• _Problem to solve_:
The lines from the one containing "Q: Mark the exact bounding box of the grey" through the end of the entries are what to output; reproduce them exactly and add nothing.

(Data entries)

·····

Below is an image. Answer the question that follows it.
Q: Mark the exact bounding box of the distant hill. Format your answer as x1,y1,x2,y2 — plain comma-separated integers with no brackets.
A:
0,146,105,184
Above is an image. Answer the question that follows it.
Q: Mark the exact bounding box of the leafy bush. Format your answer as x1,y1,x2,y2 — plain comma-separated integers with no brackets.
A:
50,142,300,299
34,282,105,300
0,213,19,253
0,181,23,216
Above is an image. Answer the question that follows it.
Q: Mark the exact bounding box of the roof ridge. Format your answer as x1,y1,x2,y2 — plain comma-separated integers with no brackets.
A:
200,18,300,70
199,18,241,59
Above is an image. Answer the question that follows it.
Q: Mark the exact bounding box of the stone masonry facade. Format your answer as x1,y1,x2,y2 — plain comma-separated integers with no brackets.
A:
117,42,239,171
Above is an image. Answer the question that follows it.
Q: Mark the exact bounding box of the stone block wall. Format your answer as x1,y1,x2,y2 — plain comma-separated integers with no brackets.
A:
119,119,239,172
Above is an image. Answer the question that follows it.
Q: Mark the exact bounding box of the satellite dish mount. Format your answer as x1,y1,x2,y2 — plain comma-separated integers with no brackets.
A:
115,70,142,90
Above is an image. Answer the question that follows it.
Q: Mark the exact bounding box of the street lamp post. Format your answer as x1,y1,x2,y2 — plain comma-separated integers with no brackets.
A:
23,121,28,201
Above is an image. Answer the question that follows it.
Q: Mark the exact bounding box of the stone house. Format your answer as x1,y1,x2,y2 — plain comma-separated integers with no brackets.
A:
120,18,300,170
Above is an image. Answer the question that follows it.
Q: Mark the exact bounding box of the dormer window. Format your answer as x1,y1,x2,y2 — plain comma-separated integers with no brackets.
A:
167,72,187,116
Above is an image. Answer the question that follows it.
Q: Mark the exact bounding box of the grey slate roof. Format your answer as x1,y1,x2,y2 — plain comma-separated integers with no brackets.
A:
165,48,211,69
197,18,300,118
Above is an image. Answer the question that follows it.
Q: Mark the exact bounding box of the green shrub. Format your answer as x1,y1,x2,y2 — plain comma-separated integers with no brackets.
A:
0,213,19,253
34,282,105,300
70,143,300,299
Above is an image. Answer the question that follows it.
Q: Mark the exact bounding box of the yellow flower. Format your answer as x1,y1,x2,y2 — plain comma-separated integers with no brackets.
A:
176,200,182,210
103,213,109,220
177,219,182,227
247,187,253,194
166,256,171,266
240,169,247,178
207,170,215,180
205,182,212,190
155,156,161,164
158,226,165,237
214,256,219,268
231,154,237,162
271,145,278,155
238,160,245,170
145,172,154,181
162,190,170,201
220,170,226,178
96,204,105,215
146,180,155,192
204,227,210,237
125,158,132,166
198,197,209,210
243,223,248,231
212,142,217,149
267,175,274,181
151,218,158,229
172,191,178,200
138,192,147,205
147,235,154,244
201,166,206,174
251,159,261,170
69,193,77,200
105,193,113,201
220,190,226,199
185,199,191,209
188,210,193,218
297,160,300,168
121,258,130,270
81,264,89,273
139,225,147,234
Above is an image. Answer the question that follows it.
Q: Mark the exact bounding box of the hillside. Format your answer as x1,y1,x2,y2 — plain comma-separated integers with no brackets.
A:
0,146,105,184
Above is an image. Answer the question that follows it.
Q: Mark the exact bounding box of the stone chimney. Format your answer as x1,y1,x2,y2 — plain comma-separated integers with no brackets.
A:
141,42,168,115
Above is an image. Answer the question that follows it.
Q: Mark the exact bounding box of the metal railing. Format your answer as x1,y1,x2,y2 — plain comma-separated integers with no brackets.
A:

·····

• _Answer to the problem_:
Q: Mark the exact bounding box of the grey slate roof. Format your answer as x1,y1,x2,y2 — plain comma-separated integers with no brackets.
A:
165,48,211,69
197,18,300,118
Above is an image. Answer the question that follows it.
Q: Mark the exact bounding box of the green shrub. Format your answer as x1,y1,x2,y2 — plain comma-separated integers with no brackets.
A:
0,213,19,253
34,282,105,300
70,143,300,299
Above is an image. Answer the question that follows it.
Q: Mark the exact bounding box of the yellow flower. Format your answer as x1,y1,x2,y2 — plain comma-separated integers with no brackets.
A:
176,200,182,210
103,213,109,220
177,219,182,227
247,187,253,194
166,256,171,266
240,169,247,178
207,170,215,180
205,182,212,190
155,156,161,164
158,226,165,237
214,256,219,268
231,154,237,162
271,145,278,155
238,160,245,170
145,172,154,181
162,190,170,201
220,170,226,178
96,204,105,215
146,180,155,192
204,227,210,237
125,158,132,166
198,197,209,210
243,223,248,231
212,142,217,149
267,175,274,181
151,218,158,229
172,191,178,200
138,192,147,205
147,235,154,244
201,166,206,174
251,159,261,170
69,193,77,200
105,193,113,201
220,190,226,199
185,199,191,209
188,210,193,218
297,160,300,168
121,258,130,270
81,264,89,273
139,225,147,234
Above is an image. Answer the question that follows it.
Q: Mark the exact bounding box of the hillside. Format your answer as x1,y1,x2,y2 — plain comma-separated integers with no brackets.
A:
0,146,105,184
Above is an image. Answer the question that follows it.
Q: Mark the exact bounding box of the stone chimney. Format your answer as x1,y1,x2,y2 — plain comma-separated integers with no brackets.
A:
141,42,168,115
Above is an image. Answer the question that follows it.
Q: Mark the exact bounding box of the metal railing. Format your answer as x1,y1,x2,y2 — plain comma-separated integers with no brackets.
A:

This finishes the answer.